## Provided data
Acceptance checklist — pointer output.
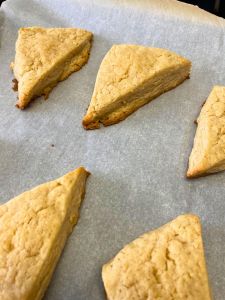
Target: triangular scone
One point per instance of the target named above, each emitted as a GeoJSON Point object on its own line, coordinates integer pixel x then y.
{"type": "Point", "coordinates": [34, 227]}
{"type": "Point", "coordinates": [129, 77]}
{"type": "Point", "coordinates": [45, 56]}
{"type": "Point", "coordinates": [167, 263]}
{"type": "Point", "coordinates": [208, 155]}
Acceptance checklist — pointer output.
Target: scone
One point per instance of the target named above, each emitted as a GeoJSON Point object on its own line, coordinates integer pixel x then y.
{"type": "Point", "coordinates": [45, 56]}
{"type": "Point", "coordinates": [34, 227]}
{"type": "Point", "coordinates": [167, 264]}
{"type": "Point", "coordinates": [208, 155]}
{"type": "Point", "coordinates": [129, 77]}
* * *
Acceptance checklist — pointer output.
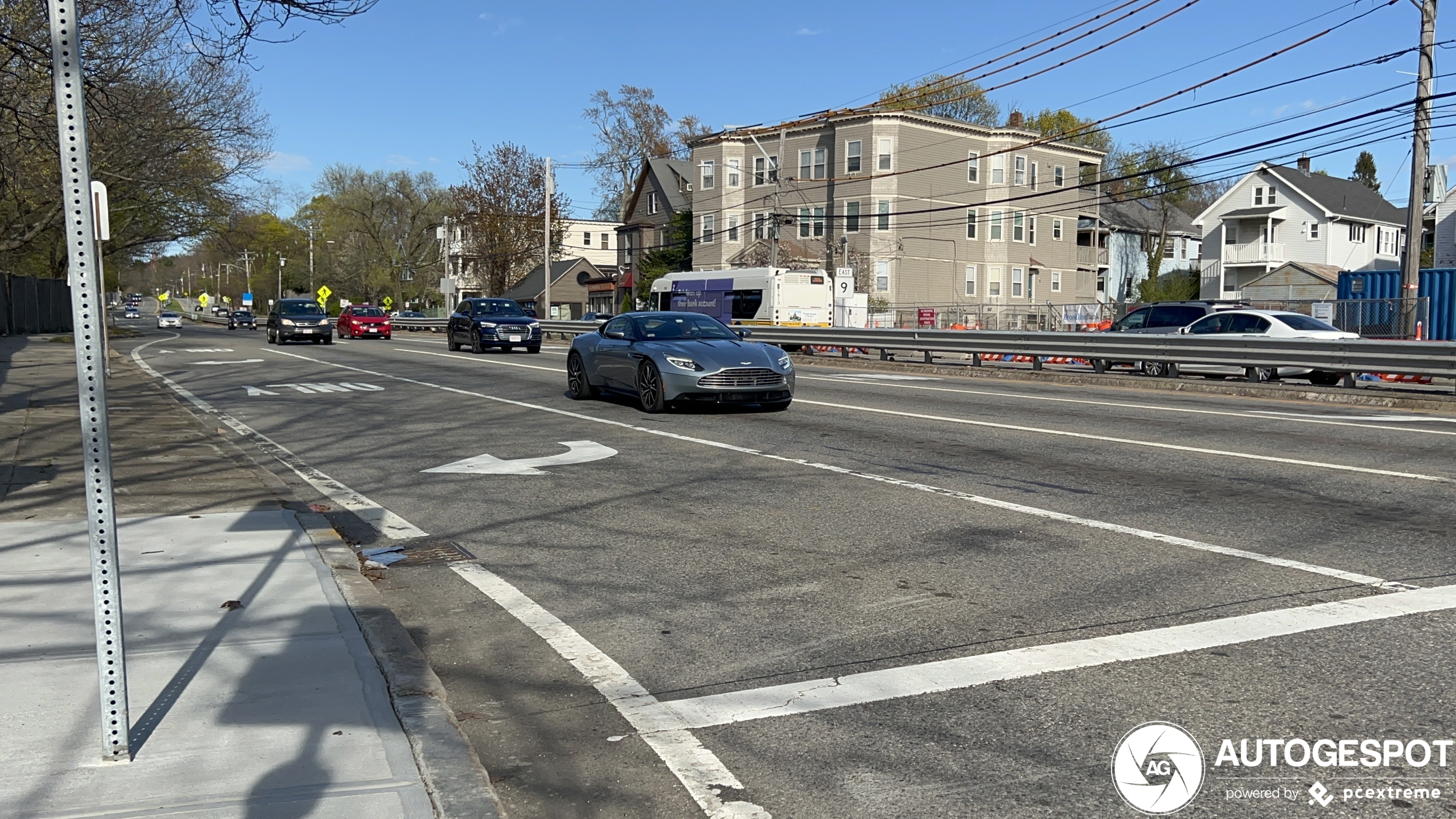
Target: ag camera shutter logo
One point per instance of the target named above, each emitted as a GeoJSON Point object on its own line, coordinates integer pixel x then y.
==
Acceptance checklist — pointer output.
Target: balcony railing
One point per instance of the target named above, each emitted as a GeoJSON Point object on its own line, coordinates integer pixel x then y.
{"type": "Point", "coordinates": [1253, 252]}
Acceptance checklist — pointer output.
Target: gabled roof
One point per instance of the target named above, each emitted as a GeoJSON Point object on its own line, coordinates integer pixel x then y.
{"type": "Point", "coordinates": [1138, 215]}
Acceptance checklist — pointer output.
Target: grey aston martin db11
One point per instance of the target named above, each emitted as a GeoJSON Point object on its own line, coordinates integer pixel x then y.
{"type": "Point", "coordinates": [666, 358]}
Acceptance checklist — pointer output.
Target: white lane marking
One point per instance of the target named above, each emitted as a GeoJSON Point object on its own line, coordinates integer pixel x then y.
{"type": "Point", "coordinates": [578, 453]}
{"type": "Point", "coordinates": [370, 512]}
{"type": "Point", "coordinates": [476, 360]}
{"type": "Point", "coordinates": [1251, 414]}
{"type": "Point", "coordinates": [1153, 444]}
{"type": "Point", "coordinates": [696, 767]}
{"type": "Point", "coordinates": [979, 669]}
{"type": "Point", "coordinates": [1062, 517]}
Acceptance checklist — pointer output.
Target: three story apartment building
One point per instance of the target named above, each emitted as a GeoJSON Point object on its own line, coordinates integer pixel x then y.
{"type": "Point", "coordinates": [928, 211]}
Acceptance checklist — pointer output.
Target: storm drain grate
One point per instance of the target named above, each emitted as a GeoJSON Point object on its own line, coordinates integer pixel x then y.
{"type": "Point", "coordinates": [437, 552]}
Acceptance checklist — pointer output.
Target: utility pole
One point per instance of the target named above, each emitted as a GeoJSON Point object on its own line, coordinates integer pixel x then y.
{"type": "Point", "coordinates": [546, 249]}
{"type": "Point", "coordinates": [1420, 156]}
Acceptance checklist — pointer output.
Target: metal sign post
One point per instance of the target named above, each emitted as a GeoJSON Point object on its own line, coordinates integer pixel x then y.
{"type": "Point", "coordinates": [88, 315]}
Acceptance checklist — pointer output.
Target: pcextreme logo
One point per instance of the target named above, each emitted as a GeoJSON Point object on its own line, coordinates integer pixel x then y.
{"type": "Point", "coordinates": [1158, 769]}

## Your goal
The entries above hold a line with "Target: white lane marking" and a later line with "Target: utility pole". Write out exactly those lines and all lines between, nothing more.

## Solution
Target: white lane marking
One point per instance of the target named above, each emitted as a GeoJSON Point object on its own line, coordinates integer pixel x then y.
{"type": "Point", "coordinates": [578, 453]}
{"type": "Point", "coordinates": [370, 512]}
{"type": "Point", "coordinates": [476, 360]}
{"type": "Point", "coordinates": [1251, 414]}
{"type": "Point", "coordinates": [1153, 444]}
{"type": "Point", "coordinates": [696, 767]}
{"type": "Point", "coordinates": [979, 669]}
{"type": "Point", "coordinates": [1062, 517]}
Acceptance checklist — pointer output.
Target: three story apartment building
One point per instance of the target named above, each emitted as a GeoJSON Point object on its own line, coordinates integer pixel x then y.
{"type": "Point", "coordinates": [928, 211]}
Acceptance checklist — pointer output.
Target: storm drain grate
One point per instance of the target named above, each emitted as a GeoJSON Point object on its own line, coordinates integer pixel x then y.
{"type": "Point", "coordinates": [437, 552]}
Acceptance checklist — pointer output.
Target: utility pole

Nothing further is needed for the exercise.